#### [Excerto selecionado]
--------

A História do Burro

A História do Burro

Todos nós em miudos temos histórias que nos ficam a bailar na mente até ao dia em que Deus nos chama.

Esta que hoje tenho para vós, passou-se algures nos meus primeiros anos de vida.

Teria 4 ou 5 anos quando aconteceu, mas sinceramente, é-me dificil dizê-lo ao certo, por tal se ter diluido no tempo.

Se eu já era um aventureiro por natureza, mais o era, quando nas minhas aventuras era acompanhado pelo Mário, miudo um pouco mais velho que eu, talvez na altura com cerca de 10 anos.

O Mário era um orfão que devido á boa vontade e coração do Sr. Januário Carrilho, nosso vizinho e proprietário da vivenda onde então morávamos, fora recolhido por este, e com ele morava.

Os Pais haviam sido operários deste Sr. na fábrica de tecelagem que possuia, e a verdade é que não sei a razão que levou ao seu desaparecimento.

Nesses tempos tal era normal na Covilhã, os "padrinhos ", tomarem a seu cargo os filhos dos que prematuramente desapareciam, vindo alguns desses rapazes e raparigas a ser os garantes da sua continuidade.

O Mário tinha as suas obrigações a que não podia faltar, a escola, o tratar das galinhas, patos, coelhos e até porcos que havia naquilo a que chamava-mos, o quintal de cima.

Depois disso podia brincar e como disse era o meu companheiro preferencial nas brincadeiras.

Havia outro Mário, tambem meu vizinho, e que morava na vivenda do lado; mas esse era o Mário Cabral, mais velho que nós e de quem vos falarei certamente um dia.

Com o Mário, o primeiro, fazia os maiores disparates que um miudo pode fazer, e de que como se fossem aventuras, me recordo.

--------

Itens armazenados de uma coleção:
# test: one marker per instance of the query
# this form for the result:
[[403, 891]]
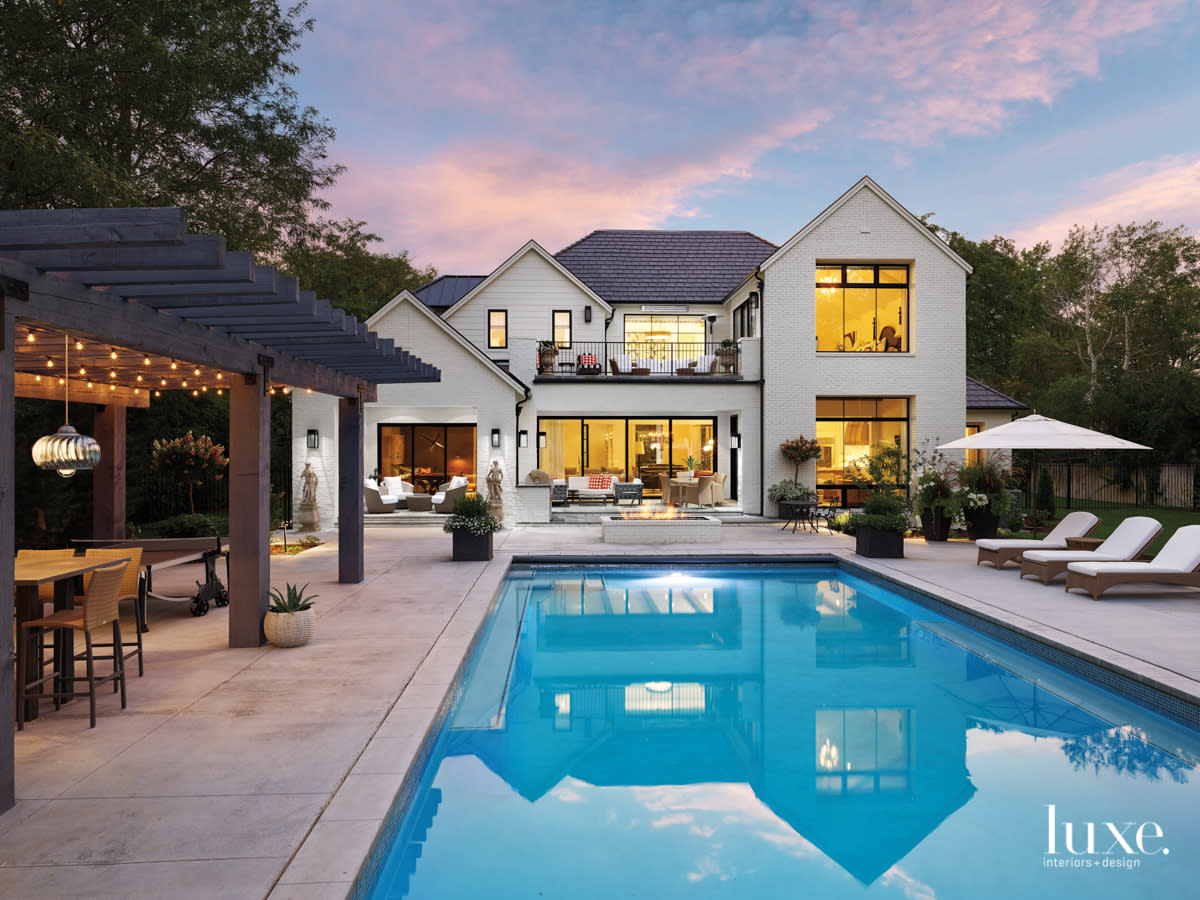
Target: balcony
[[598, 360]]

--------

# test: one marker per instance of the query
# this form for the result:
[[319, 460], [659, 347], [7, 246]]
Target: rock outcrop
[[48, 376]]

--------

#### [Objetivo indicado 1]
Transcreva da história do burro o trecho que começa nas palavras "Se eu já era" e termina logo após "de 10 anos.".
#### [Objetivo indicado 2]
Dê seguimento à história do burro a partir da última frase apresentada.

#### [Resultado esperado 1]
Se eu já era um aventureiro por natureza, mais o era, quando nas minhas aventuras era acompanhado pelo Mário, miudo um pouco mais velho que eu, talvez na altura com cerca de 10 anos.

#### [Resultado esperado 2]
Corriamos nesse tempo pelas terras que cheias de estevas e giestas, ficavam num dos lados da casa, onde foi construida mais tarde, mais uma fábrica, a Borges Terenas & Filhos, cujo edifício ainda hoje existe.

Cavavamos grandes buracos, que usavamos como grutas de ermitões, de que então muito se ouvia falar nas histórias que os mais velhos nos contavam ao serão.

Naqueles tempos, ainda não havia televisão, mas reuniamo-nos á volta da "telefonia", para ouvir musica, notícias da guerra e outras.

Não me recordo bem, mas parece-me que nessa altura, já eram transmitidas as famosas novelas rádiofónicas, quais telenovelas de hoje nas televisões, mas que tinham o mérito de nos fazer sonhar, cada um à sua maneira aquilo que então ouviamos.

Tambem com o Mário, pude mais tarde passar a ir para a escola, "infantário", pois a dele até não ficava longe da minha.

Não havia os cuidados que hoje há, para as crianças irem para a escola, mesmo longe como ficava a minha; os tempos eram outros, todos nos conheciamos, o trânsito automóvel era infimo e ao longe tocavam a buzina, para que não correcemos riscos e nos desviassemos.

Alem do Mário e esse nunca faltava, o Mondego, meu cão Serra da Estrela, nunca faltava á caminhada, mas nele falarei noutra altura.

E tudo isto vejam lá para vos falar da minha aventura com o burro.

Naquele tempo, não havia máquinas de lavar, e embora houvesse um grande tanque no quintal, as lavadeiras iam buscar a roupa suja para lavar na ribeira e corar ao Sol.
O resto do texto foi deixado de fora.